= Data under study =

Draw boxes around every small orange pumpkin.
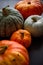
[10,29,31,48]
[14,0,43,19]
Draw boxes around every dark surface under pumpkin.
[0,0,43,65]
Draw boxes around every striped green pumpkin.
[0,5,24,38]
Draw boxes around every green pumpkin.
[0,5,24,38]
[24,15,43,37]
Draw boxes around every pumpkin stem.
[0,46,8,54]
[27,2,31,4]
[32,17,37,22]
[21,32,24,39]
[2,5,9,16]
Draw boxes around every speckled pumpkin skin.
[0,6,24,38]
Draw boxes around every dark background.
[0,0,43,65]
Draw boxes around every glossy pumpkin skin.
[0,40,29,65]
[15,0,42,19]
[24,15,43,37]
[0,5,24,38]
[10,29,31,48]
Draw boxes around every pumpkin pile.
[0,0,43,65]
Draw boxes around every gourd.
[15,0,43,19]
[24,15,43,37]
[0,5,24,38]
[0,40,29,65]
[10,29,31,48]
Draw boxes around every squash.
[15,0,43,19]
[41,0,43,12]
[0,5,24,38]
[10,29,31,48]
[24,15,43,37]
[0,40,29,65]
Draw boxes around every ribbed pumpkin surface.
[0,6,24,38]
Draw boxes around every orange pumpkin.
[0,40,29,65]
[14,0,43,19]
[10,29,31,48]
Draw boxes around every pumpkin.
[0,40,29,65]
[24,15,43,37]
[10,29,31,48]
[14,0,43,19]
[40,0,43,13]
[0,5,24,38]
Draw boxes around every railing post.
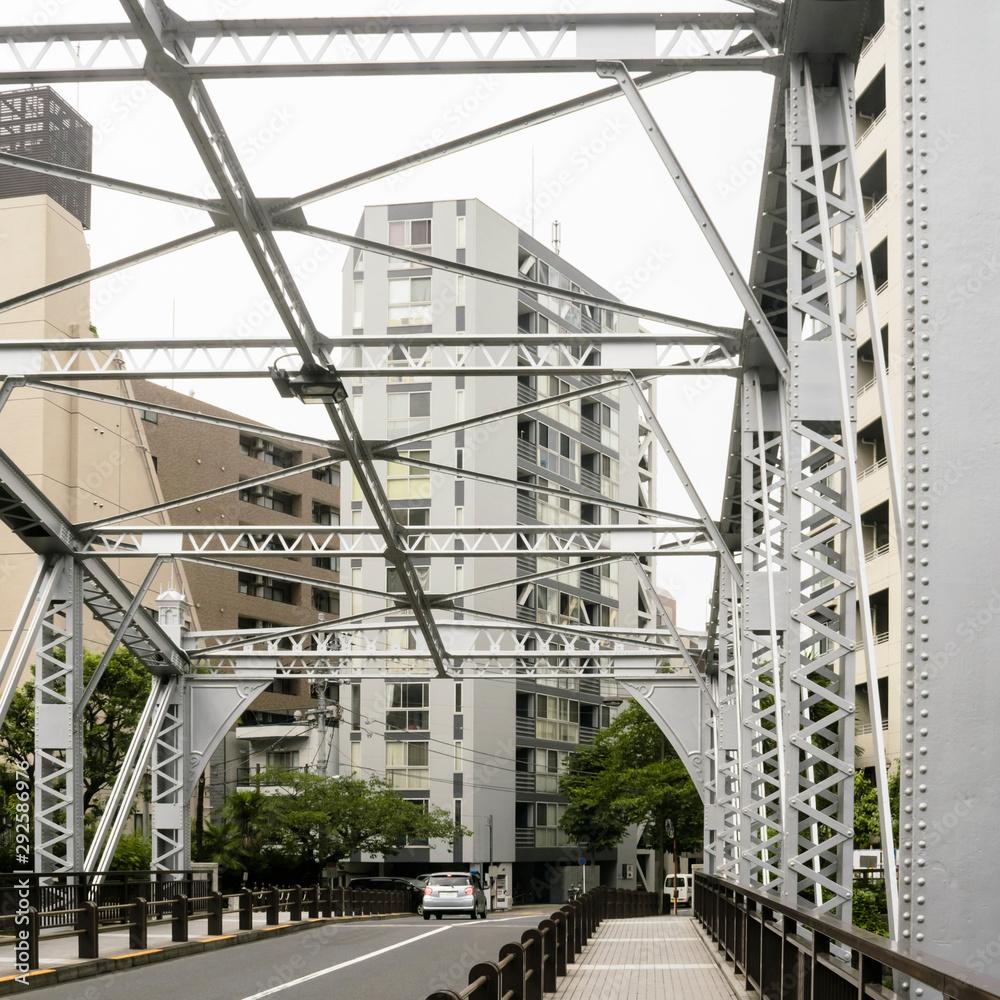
[266,886,280,925]
[469,961,500,999]
[551,912,567,977]
[290,885,303,921]
[520,928,544,1000]
[171,894,189,943]
[238,889,253,930]
[560,906,576,964]
[321,885,332,918]
[25,906,39,970]
[499,942,526,1000]
[207,890,224,936]
[130,896,148,950]
[78,900,99,959]
[309,884,319,919]
[539,919,558,993]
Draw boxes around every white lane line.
[238,925,453,1000]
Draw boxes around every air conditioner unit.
[259,486,274,497]
[251,437,267,450]
[250,575,266,585]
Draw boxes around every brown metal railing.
[3,883,413,971]
[423,886,656,1000]
[694,873,1000,1000]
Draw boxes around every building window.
[389,218,431,251]
[265,678,295,695]
[141,409,158,423]
[312,588,335,614]
[239,483,296,515]
[240,435,297,468]
[388,276,432,326]
[454,741,463,771]
[386,682,429,731]
[536,803,572,847]
[350,740,361,772]
[395,506,430,550]
[312,501,337,526]
[386,741,429,789]
[404,800,430,846]
[351,683,361,731]
[454,681,463,713]
[455,274,465,306]
[386,451,431,499]
[312,555,339,571]
[386,565,430,592]
[266,750,299,770]
[387,390,431,436]
[537,424,578,481]
[312,465,335,485]
[353,278,364,328]
[538,376,581,431]
[238,572,293,604]
[536,749,566,793]
[455,216,465,249]
[536,695,579,743]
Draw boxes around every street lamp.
[269,362,349,404]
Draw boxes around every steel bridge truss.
[0,1,903,929]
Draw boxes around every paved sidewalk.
[554,914,752,1000]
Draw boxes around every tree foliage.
[559,701,703,911]
[201,772,468,885]
[852,764,899,848]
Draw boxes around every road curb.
[0,912,414,994]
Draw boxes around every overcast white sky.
[4,0,774,628]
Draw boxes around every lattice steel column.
[33,557,85,872]
[739,372,788,892]
[712,562,745,883]
[150,676,187,871]
[781,56,859,917]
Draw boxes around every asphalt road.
[33,911,552,1000]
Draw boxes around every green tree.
[852,764,899,849]
[559,701,703,913]
[266,771,466,881]
[111,831,152,870]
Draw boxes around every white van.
[663,873,694,908]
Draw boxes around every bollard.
[207,890,224,936]
[239,889,253,930]
[561,905,578,962]
[266,886,280,926]
[499,941,526,1000]
[78,900,100,959]
[520,928,543,1000]
[172,894,189,943]
[130,896,148,950]
[289,885,303,922]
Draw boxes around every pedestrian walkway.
[554,914,752,1000]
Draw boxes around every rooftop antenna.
[551,220,561,256]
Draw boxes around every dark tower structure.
[0,86,92,228]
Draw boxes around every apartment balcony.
[857,454,890,509]
[235,764,308,793]
[236,722,312,742]
[517,437,536,466]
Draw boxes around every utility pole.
[316,681,328,776]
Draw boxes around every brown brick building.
[131,381,341,803]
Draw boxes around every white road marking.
[238,925,453,1000]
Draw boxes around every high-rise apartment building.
[336,198,657,903]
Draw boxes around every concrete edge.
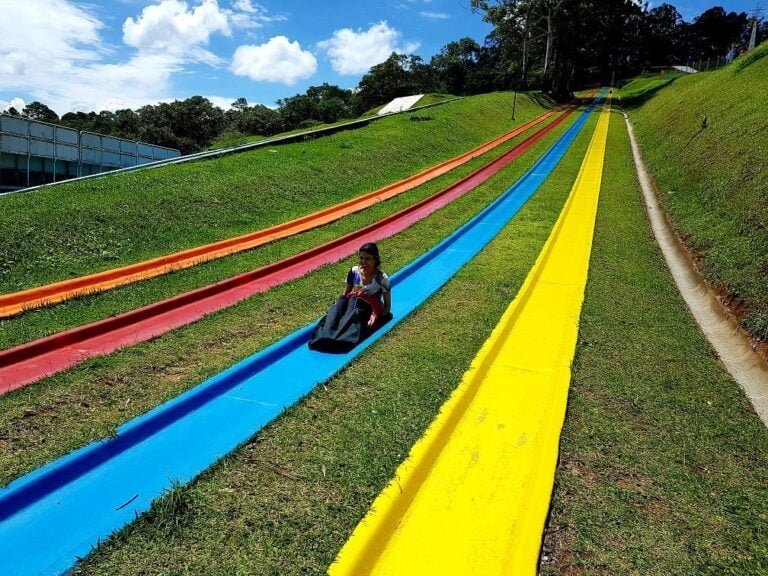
[623,111,768,427]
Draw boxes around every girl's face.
[358,251,376,272]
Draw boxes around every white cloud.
[0,0,104,62]
[0,0,103,81]
[318,22,420,75]
[229,0,287,30]
[204,95,239,109]
[420,11,450,20]
[65,53,185,111]
[0,0,120,113]
[123,0,231,65]
[0,0,288,114]
[1,97,27,113]
[0,0,192,114]
[0,0,188,113]
[231,36,317,84]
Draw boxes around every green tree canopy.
[22,101,59,123]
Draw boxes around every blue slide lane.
[0,93,603,576]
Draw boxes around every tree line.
[5,1,764,155]
[471,0,765,97]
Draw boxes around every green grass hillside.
[622,43,768,341]
[0,92,551,296]
[0,98,587,575]
[617,70,684,106]
[210,95,457,148]
[0,100,579,488]
[15,106,595,576]
[2,91,766,574]
[410,93,454,107]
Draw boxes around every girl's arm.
[343,267,355,296]
[382,290,391,315]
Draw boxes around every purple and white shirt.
[346,265,390,299]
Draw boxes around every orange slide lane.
[0,108,560,318]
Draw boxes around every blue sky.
[0,0,761,115]
[668,0,760,20]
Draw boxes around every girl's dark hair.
[359,242,381,267]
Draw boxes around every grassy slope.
[617,71,684,106]
[0,92,548,295]
[410,93,454,107]
[0,103,570,351]
[624,43,768,340]
[541,111,768,575]
[66,103,599,576]
[0,102,581,488]
[187,95,456,149]
[362,93,456,117]
[210,116,377,149]
[199,96,456,148]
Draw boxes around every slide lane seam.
[0,95,602,576]
[0,107,576,394]
[328,100,612,576]
[0,109,560,318]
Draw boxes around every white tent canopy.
[378,95,424,115]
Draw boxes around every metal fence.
[0,115,179,191]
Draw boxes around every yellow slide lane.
[329,99,612,576]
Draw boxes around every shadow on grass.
[620,76,682,109]
[527,92,558,109]
[734,45,768,73]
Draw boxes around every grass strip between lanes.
[540,110,768,576]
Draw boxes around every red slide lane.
[0,107,574,395]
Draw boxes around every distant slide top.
[378,95,424,115]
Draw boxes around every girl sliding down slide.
[308,243,392,353]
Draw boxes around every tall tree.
[113,109,140,140]
[22,101,59,123]
[688,7,749,60]
[472,0,645,96]
[430,38,483,94]
[642,4,685,65]
[225,100,284,136]
[353,53,427,113]
[277,83,354,129]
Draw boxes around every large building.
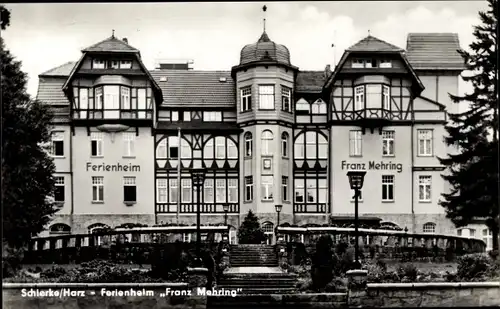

= Work to be completed =
If an entry above holds a picture, leave that picture out and print the rest exactly.

= Result for this exercise =
Draw boxes around every small orange pumpkin.
[10,29,31,48]
[14,0,43,19]
Draw boxes around every dark surface under pumpkin.
[0,0,43,65]
Draw boxes around every striped green pumpkin.
[0,5,24,38]
Draw boxes around every green pumpkin.
[0,5,24,38]
[24,15,43,37]
Draw boxes around every pumpkin stem.
[0,46,8,54]
[27,2,31,4]
[32,17,37,22]
[21,32,24,39]
[2,5,9,16]
Draw boxes around every speckled pumpkin skin.
[0,6,24,38]
Draw boxes around every dark background.
[0,0,43,65]
Draw boxes around every glossy pumpkin skin.
[0,40,29,65]
[15,0,42,19]
[24,15,43,37]
[0,5,24,38]
[10,29,31,48]
Draw boxes around every pumpkin pile.
[0,0,43,65]
Draw boxes around every gourd.
[15,0,43,19]
[24,15,43,37]
[0,5,24,38]
[0,40,29,65]
[10,29,31,48]
Draw boxes around every squash.
[15,0,43,19]
[41,0,43,12]
[0,5,24,38]
[10,29,31,48]
[24,15,43,37]
[0,40,29,65]
Draw boxes around every ribbed pumpkin surface.
[0,6,24,38]
Draw boxes around every orange pumpkin.
[0,40,29,65]
[14,0,43,19]
[10,29,31,48]
Draw boxes around every pumpkin.
[0,40,29,65]
[24,15,43,37]
[10,29,31,48]
[14,0,43,19]
[40,0,43,13]
[0,5,24,38]
Draw boxes around every railing post.
[266,886,280,925]
[469,961,500,999]
[551,912,567,977]
[290,885,303,921]
[520,928,544,1000]
[171,894,189,943]
[238,889,253,930]
[560,906,576,964]
[321,885,332,918]
[25,906,39,970]
[499,942,526,1000]
[207,890,224,936]
[130,896,148,950]
[78,900,99,959]
[309,884,319,919]
[539,919,558,993]
Draw boxes around every white lane line.
[238,925,453,1000]
Draw boxes around every air conditioner unit.
[259,486,274,497]
[251,437,267,450]
[250,575,266,585]
Draw boxes around every brown metal railing.
[3,883,413,971]
[423,886,656,1000]
[694,873,1000,1000]
Draw boxes around every building window.
[389,218,431,251]
[265,678,295,695]
[141,409,158,423]
[312,588,335,614]
[239,483,296,515]
[240,435,297,468]
[388,276,432,326]
[454,741,463,771]
[386,682,429,731]
[536,803,572,847]
[350,740,361,772]
[395,506,430,550]
[312,501,337,526]
[386,741,429,789]
[404,800,430,846]
[351,683,361,731]
[454,681,463,713]
[455,274,465,306]
[386,451,431,499]
[312,555,339,571]
[386,565,430,592]
[266,750,299,770]
[387,390,431,436]
[537,424,578,481]
[312,465,335,485]
[353,278,364,328]
[538,376,581,431]
[238,572,293,604]
[536,749,566,793]
[455,216,465,249]
[536,695,579,743]
Draw boxes around every street lamp.
[269,362,349,404]
Draw boxes around every steel bridge truss.
[0,1,903,929]
Draw boxes around every paved sidewalk.
[554,914,752,1000]
Draw boxes around every tree foliage.
[559,701,703,911]
[201,772,468,885]
[852,764,899,848]
Draw boxes around every road curb.
[0,912,414,994]
Draw boxes around every overcast white sky.
[4,0,774,628]
Draw boxes around every lattice steel column.
[33,557,85,872]
[739,372,788,892]
[712,562,745,883]
[150,676,187,871]
[781,56,859,917]
Draw boxes around every asphalt road.
[33,911,552,1000]
Draw boxes around every green tree.
[852,764,899,849]
[559,701,703,913]
[266,771,466,881]
[111,831,152,870]
Draw boxes around every white van.
[663,873,694,908]
Draw boxes around every bollard.
[207,890,224,936]
[239,889,253,930]
[561,905,578,962]
[266,886,280,926]
[499,941,526,1000]
[78,900,100,959]
[520,928,543,1000]
[172,894,189,943]
[130,896,148,950]
[289,885,303,922]
Draw boxes around every pedestrian walkway.
[554,914,752,1000]
Draw boxes around every rooftop antenna.
[551,220,561,256]
Draw boxes around every dark tower structure.
[0,86,92,228]
Draw boxes around every apartment balcony.
[857,454,890,509]
[235,764,308,793]
[236,722,312,742]
[517,437,536,466]
Draw boxes around every utility pole.
[316,681,328,776]
Draw boxes around every brown brick building.
[131,381,341,803]
Draw boxes around every white road marking.
[238,925,453,1000]
Draw boxes around every high-rise apartment building.
[336,198,657,903]
Draw boxes around every concrete edge.
[623,111,768,427]
Draw boxes around every girl's face.
[358,251,376,272]
Draw boxes around every white cloud.
[0,0,104,62]
[0,0,103,81]
[318,22,420,75]
[229,0,287,30]
[204,95,239,109]
[420,11,450,20]
[65,53,185,111]
[0,0,120,113]
[123,0,231,65]
[0,0,288,114]
[1,97,27,113]
[0,0,192,114]
[0,0,188,113]
[231,36,317,84]
Draw boxes around every green tree canopy.
[22,101,59,123]
Draw boxes around every blue slide lane.
[0,93,603,576]
Draw boxes around every tree line.
[5,1,764,155]
[471,0,765,97]
Draw boxes around every green grass hillside.
[622,43,768,341]
[0,92,551,296]
[0,98,587,575]
[617,70,684,106]
[210,95,457,148]
[0,100,579,488]
[15,106,595,576]
[2,91,766,574]
[410,93,454,107]
Draw boxes around every girl's arm.
[343,267,355,296]
[382,290,391,315]
Draw boxes around every purple and white shirt.
[346,265,390,299]
Draw boxes around every orange slide lane.
[0,108,560,318]
Draw boxes around every blue sky.
[0,0,761,115]
[668,0,760,20]
Draw boxes around every girl's dark hair.
[359,242,381,267]
Draw boxes around every grassy slope.
[617,71,684,106]
[0,92,548,295]
[410,93,454,107]
[0,103,570,351]
[624,43,768,340]
[541,111,768,575]
[66,103,599,576]
[0,102,581,488]
[187,95,456,149]
[362,93,456,117]
[210,116,377,149]
[199,96,456,148]
Draw boxes around every slide lane seam.
[0,95,602,576]
[0,107,576,394]
[328,100,612,576]
[0,109,560,318]
Draw boxes around every white tent canopy.
[378,95,424,115]
Draw boxes around every metal fence.
[0,115,179,191]
Draw boxes around every yellow slide lane.
[329,99,612,576]
Draw boxes around every shadow on grass.
[620,76,682,109]
[527,92,558,109]
[734,45,768,73]
Draw boxes around every grass strip between lanes.
[540,110,768,576]
Draw boxes around every red slide lane.
[0,107,574,395]
Draw boxes around every distant slide top.
[378,95,424,115]
Draw boxes around every girl sliding down slide.
[308,243,392,353]
Draw boxes around every tall tree.
[113,109,140,140]
[22,101,59,123]
[688,7,749,60]
[472,0,645,96]
[430,38,483,94]
[642,4,685,65]
[225,100,284,136]
[353,53,427,113]
[277,83,354,129]
Draw boxes around every large building.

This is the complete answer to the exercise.